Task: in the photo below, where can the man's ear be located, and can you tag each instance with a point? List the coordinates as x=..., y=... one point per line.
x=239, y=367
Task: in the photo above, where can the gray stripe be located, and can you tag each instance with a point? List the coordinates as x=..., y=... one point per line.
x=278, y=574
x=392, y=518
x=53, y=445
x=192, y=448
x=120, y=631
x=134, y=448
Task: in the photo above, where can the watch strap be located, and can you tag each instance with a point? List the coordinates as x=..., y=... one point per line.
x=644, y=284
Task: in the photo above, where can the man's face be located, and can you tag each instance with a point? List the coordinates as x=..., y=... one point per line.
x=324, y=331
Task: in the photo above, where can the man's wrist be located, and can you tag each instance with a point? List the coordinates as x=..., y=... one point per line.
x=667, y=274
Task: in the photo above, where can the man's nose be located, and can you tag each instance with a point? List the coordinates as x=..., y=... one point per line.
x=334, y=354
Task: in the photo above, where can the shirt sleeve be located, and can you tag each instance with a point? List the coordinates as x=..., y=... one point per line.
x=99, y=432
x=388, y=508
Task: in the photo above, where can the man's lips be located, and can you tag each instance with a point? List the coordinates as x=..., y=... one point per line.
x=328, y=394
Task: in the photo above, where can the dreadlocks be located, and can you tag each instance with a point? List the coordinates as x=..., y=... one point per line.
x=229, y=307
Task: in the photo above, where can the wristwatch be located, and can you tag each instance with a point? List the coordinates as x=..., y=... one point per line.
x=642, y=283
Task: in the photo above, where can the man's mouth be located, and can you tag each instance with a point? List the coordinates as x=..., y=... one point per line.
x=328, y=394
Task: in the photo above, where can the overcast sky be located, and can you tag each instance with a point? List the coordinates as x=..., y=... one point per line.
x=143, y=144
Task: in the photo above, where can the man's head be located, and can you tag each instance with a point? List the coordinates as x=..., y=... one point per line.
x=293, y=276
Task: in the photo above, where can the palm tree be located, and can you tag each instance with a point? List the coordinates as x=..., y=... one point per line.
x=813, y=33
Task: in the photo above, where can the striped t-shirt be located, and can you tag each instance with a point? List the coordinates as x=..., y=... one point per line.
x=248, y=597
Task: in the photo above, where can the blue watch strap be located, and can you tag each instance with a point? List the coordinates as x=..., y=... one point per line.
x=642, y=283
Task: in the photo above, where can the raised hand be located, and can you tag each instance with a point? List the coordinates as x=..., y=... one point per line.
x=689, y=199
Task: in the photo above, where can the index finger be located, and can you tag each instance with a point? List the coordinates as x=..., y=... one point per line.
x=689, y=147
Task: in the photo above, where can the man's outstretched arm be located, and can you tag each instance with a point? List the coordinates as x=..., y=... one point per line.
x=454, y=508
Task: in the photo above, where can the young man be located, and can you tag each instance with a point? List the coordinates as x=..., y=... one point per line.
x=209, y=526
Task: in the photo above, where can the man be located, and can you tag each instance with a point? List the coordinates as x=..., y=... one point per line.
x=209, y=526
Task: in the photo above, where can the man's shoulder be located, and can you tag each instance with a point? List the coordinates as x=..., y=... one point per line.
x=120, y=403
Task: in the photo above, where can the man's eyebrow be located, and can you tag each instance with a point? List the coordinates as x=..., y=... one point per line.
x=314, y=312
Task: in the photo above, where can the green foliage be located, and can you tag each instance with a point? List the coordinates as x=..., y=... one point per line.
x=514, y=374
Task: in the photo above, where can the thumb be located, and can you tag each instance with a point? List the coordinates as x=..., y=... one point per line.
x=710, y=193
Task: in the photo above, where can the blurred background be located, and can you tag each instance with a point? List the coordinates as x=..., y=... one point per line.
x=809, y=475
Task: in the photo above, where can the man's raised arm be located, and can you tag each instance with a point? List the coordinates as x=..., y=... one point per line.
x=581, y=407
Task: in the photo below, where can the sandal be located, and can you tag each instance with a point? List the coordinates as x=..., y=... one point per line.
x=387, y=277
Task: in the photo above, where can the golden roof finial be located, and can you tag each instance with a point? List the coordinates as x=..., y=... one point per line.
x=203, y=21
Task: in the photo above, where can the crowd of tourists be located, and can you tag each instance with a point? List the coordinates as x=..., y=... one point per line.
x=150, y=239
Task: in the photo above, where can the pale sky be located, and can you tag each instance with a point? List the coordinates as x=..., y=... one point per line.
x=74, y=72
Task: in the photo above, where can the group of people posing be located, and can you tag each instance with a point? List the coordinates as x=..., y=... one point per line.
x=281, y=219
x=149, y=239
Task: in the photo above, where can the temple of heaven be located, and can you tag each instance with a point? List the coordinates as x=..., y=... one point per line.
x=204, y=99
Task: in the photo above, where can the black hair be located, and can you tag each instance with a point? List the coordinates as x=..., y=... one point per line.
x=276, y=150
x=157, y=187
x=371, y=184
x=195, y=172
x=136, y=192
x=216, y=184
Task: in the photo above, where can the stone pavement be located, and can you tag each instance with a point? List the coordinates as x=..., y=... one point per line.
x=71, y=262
---
WHAT IS REQUIRED » Copy out all of the data above, line for line and unchanged.

OUTPUT BELOW »
Task: in the photo below, where can the man's ear be located, and can you tag each instance with a point? List the coordinates as x=..., y=... one point per line.
x=239, y=367
Task: in the photo above, where can the gray stripe be located, and can you tag each instance with a point? List the coordinates as x=..., y=... one point per line.
x=278, y=574
x=392, y=518
x=53, y=445
x=192, y=448
x=120, y=631
x=134, y=448
Task: in the photo above, where can the watch strap be located, and can you tag each instance with a point? List the coordinates as x=..., y=... one point per line.
x=644, y=284
Task: in the photo above, where can the man's face be located, and can you tag each instance with a point? List the coordinates as x=..., y=... one point per line.
x=324, y=331
Task: in the photo above, where can the man's wrist be located, and can you tag each instance with a point? List the coordinates as x=..., y=... one point per line.
x=667, y=274
Task: in the photo above, where can the man's nose be located, and can you tag each instance with a point? List the coordinates as x=..., y=... one point per line.
x=334, y=354
Task: in the photo above, where can the shirt sleeve be located, and can you tag each instance with a point? List the coordinates as x=..., y=... one point per line.
x=99, y=432
x=388, y=508
Task: in the photo above, where can the man's lips be located, and can you tag each instance with a point? List the coordinates as x=..., y=... one point per line.
x=328, y=394
Task: in the photo above, where can the dreadlocks be located, and can you tag each instance with a point? List the coordinates as x=..., y=... one point per line.
x=229, y=307
Task: in the photo above, where can the wristwatch be located, and can you tag each instance with a point? List the coordinates as x=..., y=... one point per line.
x=642, y=283
Task: in the photo above, where can the man's mouth be located, and can you tag each instance with a point? List the coordinates as x=..., y=... one point per line.
x=328, y=394
Task: in the photo above, where can the overcast sky be located, and can you tag each instance with a point? List the coordinates as x=..., y=... one point per line.
x=143, y=144
Task: in the photo above, where can the man's head be located, and can you tag each instance with a point? List the coordinates as x=..., y=... one point per line.
x=293, y=276
Task: in the photo above, where can the palm tree be located, and can you tag each instance with a point? List the coordinates as x=..., y=... one point per line.
x=813, y=33
Task: in the photo above, where can the striped t-shirt be located, and can you tag each instance with a point? List the coordinates as x=..., y=... one point per line.
x=248, y=597
Task: in the photo above, where can the blue watch strap be located, and can you tag each instance with a point? List the coordinates as x=..., y=... one point per line.
x=642, y=283
Task: in the photo above, where can the raised hand be located, and can you tag each instance with a point? List the coordinates as x=..., y=... one point per line.
x=689, y=199
Task: in the photo above, where can the index finger be located, and can you tag each instance with a point? List the coordinates as x=..., y=... one point per line.
x=689, y=147
Task: in the photo above, where can the man's outstretched arm be located, and can you tag each instance with a point? List the coordinates as x=..., y=... one point per line.
x=454, y=508
Task: in the photo above, where can the young man be located, and can you tag each instance with a point? List the coordinates as x=..., y=... one point per line.
x=209, y=526
Task: in the photo above, where can the man be located, and can you tag each instance with a point? List the coordinates as x=..., y=... one point per line.
x=209, y=526
Task: in the photo above, where can the man's shoulder be located, and can you tag each instance with a point? List the coordinates as x=..., y=... one point per line.
x=120, y=403
Task: in the photo above, where can the man's eyebrow be located, and can you tag each instance with a point? List the coordinates as x=..., y=... one point per line.
x=314, y=312
Task: in the photo above, where can the green foliage be located, and can you tag each instance with a point? List the coordinates as x=..., y=... one point per line.
x=514, y=374
Task: in the photo above, where can the thumb be located, and can you tag each instance with a point? List the coordinates as x=..., y=... one point per line.
x=710, y=193
Task: in the photo above, where can the blurred background be located, and can you tag each instance with a point? List the coordinates as x=..., y=... one point per line.
x=809, y=475
Task: in the photo above, where can the man's raised arm be located, and can you tag each instance with a point? List the coordinates as x=..., y=... one point per line.
x=581, y=407
Task: in the photo below, where can the sandal be located, and can you tag each instance with a point? List the coordinates as x=..., y=... one point per line.
x=387, y=277
Task: in the photo above, where can the golden roof finial be located, and can you tag each instance with a point? List the coordinates as x=..., y=... one point per line.
x=203, y=21
Task: in the photo above, where can the crowd of tourists be located, and can you tag each instance with a point? List the coordinates as x=..., y=... one point per line.
x=150, y=239
Task: in the photo above, where can the pale sky be located, and can you tag each instance with a point? List the coordinates as x=..., y=... one point per line.
x=74, y=72
Task: in the photo above, where can the group of people posing be located, and can you tag each instance with a point? List the coordinates as x=..., y=... one point per line.
x=281, y=219
x=149, y=239
Task: in the photo above, where can the temple of heaven be located, and can you tag each instance with a point? List the coordinates as x=..., y=... one point per line.
x=204, y=99
Task: in the photo above, where can the black hair be located, and can you tag each instance with a point? List the coordinates as x=..., y=... one point per line.
x=276, y=150
x=157, y=187
x=371, y=184
x=195, y=172
x=136, y=192
x=216, y=184
Task: in the photo above, where can the stone pavement be located, and can you tag each instance with a point? List the coordinates as x=..., y=... one point per line.
x=71, y=262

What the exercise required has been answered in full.